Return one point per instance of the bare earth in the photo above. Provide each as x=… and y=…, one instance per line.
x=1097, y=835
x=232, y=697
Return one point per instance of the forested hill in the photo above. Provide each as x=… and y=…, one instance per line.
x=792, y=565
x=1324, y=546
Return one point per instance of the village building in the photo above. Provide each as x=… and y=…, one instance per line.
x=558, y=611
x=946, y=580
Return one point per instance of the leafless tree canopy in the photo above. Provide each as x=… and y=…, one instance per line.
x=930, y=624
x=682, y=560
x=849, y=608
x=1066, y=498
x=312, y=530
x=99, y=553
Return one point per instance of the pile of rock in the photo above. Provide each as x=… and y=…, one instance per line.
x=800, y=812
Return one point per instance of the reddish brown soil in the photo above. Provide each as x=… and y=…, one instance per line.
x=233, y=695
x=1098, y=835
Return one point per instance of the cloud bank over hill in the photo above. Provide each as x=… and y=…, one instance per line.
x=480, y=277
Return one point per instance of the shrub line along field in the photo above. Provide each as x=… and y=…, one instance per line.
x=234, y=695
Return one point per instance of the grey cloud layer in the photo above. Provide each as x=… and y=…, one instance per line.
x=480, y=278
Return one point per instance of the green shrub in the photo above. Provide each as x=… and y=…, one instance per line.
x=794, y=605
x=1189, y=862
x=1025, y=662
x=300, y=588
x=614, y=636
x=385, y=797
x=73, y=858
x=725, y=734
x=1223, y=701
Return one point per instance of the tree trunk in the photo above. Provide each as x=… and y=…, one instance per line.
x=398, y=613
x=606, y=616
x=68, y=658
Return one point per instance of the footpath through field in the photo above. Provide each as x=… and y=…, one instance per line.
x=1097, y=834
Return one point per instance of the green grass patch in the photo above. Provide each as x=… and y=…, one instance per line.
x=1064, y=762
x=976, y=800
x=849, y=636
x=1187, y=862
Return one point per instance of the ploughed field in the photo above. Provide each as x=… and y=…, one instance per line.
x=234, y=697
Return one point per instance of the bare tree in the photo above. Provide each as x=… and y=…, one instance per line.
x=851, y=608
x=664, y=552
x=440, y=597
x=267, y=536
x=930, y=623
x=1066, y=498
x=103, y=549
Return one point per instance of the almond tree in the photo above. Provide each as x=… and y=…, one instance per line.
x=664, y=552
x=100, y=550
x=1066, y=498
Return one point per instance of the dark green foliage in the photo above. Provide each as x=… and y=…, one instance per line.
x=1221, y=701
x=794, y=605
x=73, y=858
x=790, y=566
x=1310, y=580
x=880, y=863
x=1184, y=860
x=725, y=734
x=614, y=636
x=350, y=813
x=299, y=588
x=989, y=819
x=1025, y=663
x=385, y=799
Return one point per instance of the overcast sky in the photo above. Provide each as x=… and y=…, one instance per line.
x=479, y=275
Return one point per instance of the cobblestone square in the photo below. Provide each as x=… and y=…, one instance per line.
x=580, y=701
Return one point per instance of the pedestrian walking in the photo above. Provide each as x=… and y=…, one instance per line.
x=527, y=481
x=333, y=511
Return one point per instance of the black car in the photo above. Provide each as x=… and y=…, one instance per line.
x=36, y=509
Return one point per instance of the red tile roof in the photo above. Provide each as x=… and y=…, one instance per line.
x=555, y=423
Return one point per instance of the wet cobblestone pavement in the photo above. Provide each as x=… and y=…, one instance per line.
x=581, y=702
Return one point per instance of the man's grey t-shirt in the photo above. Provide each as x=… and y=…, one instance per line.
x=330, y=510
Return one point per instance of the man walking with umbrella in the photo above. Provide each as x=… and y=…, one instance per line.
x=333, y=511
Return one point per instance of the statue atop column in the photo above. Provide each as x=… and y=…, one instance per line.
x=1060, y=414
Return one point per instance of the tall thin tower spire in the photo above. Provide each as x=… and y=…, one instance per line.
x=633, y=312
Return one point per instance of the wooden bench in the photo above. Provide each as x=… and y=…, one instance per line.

_Instruction_. Format the items from the line with "Return one point per instance of the pile" through the line with "x=234, y=695" as a two-column CSV with the headers item and answer. Give one row per item, holding its text and its answer, with each value in a single quoted field and any line breaks replaced by spaces.

_Answer to this exercise_.
item,answer
"Return one point per instance of the pile of rock in the photo above. Provide each as x=… and y=…, one instance per line.","x=800, y=812"
"Return one point per instance of the reddish brown soil in the photo above. Provide each as x=… and y=…, one instance per line.","x=233, y=695 x=1098, y=835"
"Return one point per instance of the cloud bank over hill in the photo above. Provide each as x=… and y=…, one instance per line.","x=480, y=277"
"Return one point per instance of the shrub line along field in the photo above. Provide each as x=… and y=…, one instance per line.","x=234, y=695"